━━━━━ Source text ━━━━━

One of Ward's first slides was The Big Slide, the take-home point of his talk. He characterized his way of working as:

Ward's big slide: familiar + simplicity -> something new

Immerse yourself in a pool of ideas. Come to know them. Make them your own. Then look for some humble idea lying around, something that we all understand or might. Play with this idea to see whether it gives rise to something unexpected, some new ability that changes how we see or work with the pool of familiar ideas you are swimming in.

I have experienced the dangers inherent in looking for a breakthrough idea in the usual ways. When we look for Big Ideas, too often we look for Big Ideas. But they are hard to find. Maybe we can't recognize them from our current vantage point; maybe they are out of scale with the ideas we have right now.

Ward pointed out another danger: Too often, we look for complete ideas when a simple but incomplete idea will be useful enough. (Sounds like You Aren't Gonna Need It!)

Sometimes, we reach a useful destination by ignoring things we aren't supposed to ignore. Don't worry about all the things you are supposed to do, like taking your idea through to its logical conclusion right away, or polishing it up so that everyone can see how smart you are. Keep the ideas simple, and develop just what you need to move forward.

Ward pointed out that one thing we educators do is the antithesis of his approach: the project due date. It forces students to "get done", to polish up the "final version", and to miss opportunities to explore. This is one of the good things behind longer-term projects and undergraduate research -- they allow students more time to explore before packaging everything up in a neat little box.

How can we honor the simple in what we do? How can we develop patience? How can we develop the ability to recognize the simple idea that offers more?

Ward mentioned Kary Mullis's Dancing Naked in the Mind Field as a nice description of the mindset that he tries to cultivate. (You may recall my discussion of Mullis's book last year.) Mullis was passionate, and he had an immediate drive to solve a problem that no one thought mattered much. When he showed his idea to his colleagues, they all said, "Yeah, that'd work, but so what?". So Mullis gave in to the prevailing view and put his idea on the shelf for a few months. But he couldn't shake the thought that his simple little not-much of an idea could lead to big things, and eventually he returned to the idea and tinkered a little more... and won a Nobel Prize.

Extreme Programming grew out of the humble practices of programmers who were trying to learn how to work in the brave new image of Smalltalk. Ward is happy that P creates a work environment that is safe for the kind of exploration he advocates. You explore. When you learn something, you refactor. XP says to do the simplest thing that could possibly work, because you aren't gonna need it.

Many people have misunderstood this advice to mean do something simplistic, something stupid. But it really means that you don't have to wait until you understand everything before you do anything. You can do useful work by taking small steps. These principles encourage programmers to seriously consider just what is the simplest thing that could possibly work. If you don't understand everything about your domain and your task, at least you can do this simplest thing now, to move forward. When you learn more later, you won't have over-invested in ideas you have to undo. But you will have been making progress in the meantime.

━━━━━ Material ━━━━━

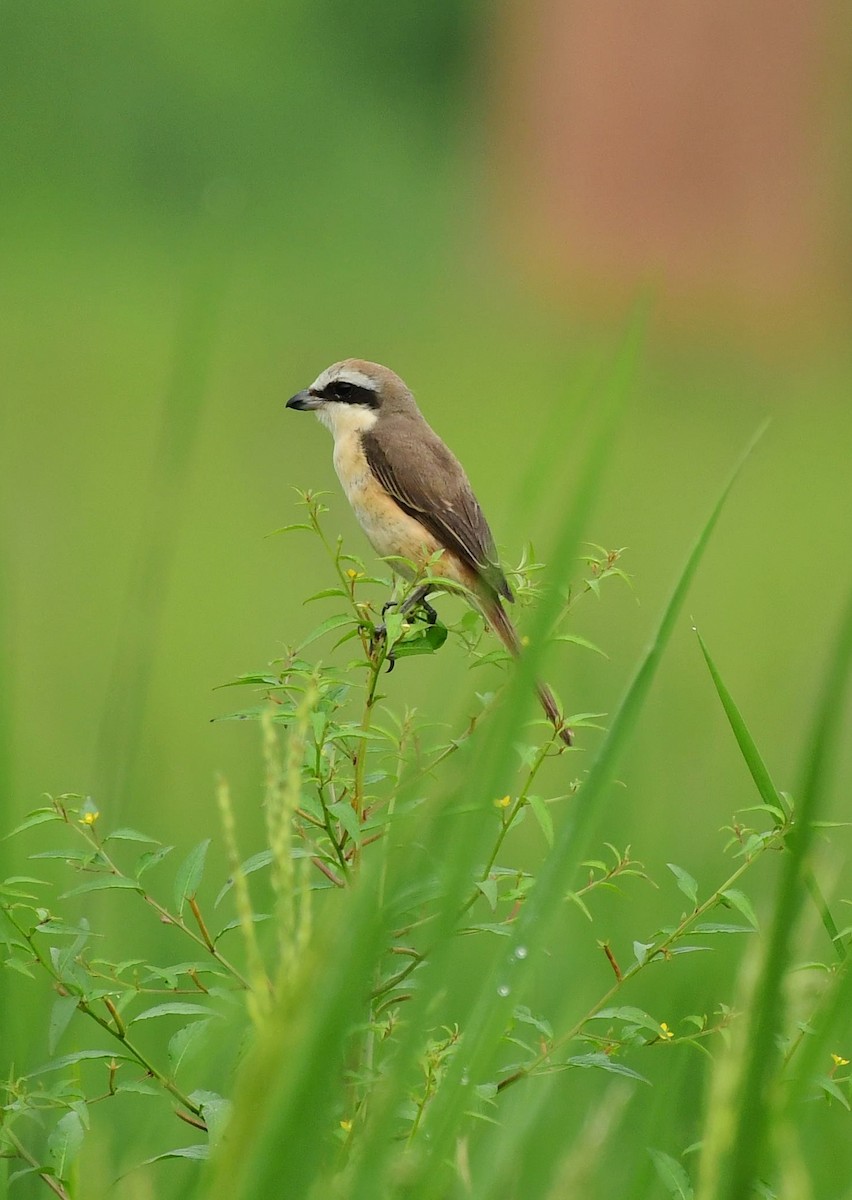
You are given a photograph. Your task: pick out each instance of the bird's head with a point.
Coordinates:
(352, 394)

━━━━━

• Actions to take:
a) List the questions in the paragraph of the text on Ward's talk that begins "How can we honor the simple".
b) Repeat word for word the passage of the text on Ward's talk between "Sometimes, we reach" and "need to move forward.", inclusive.

• Expected outputs:
a)
- How can we honor the simple in what we do?
- How can we develop patience?
- How can we develop the ability to recognize the simple idea that offers more?

b)
Sometimes, we reach a useful destination by ignoring things we aren't supposed to ignore. Don't worry about all the things you are supposed to do, like taking your idea through to its logical conclusion right away, or polishing it up so that everyone can see how smart you are. Keep the ideas simple, and develop just what you need to move forward.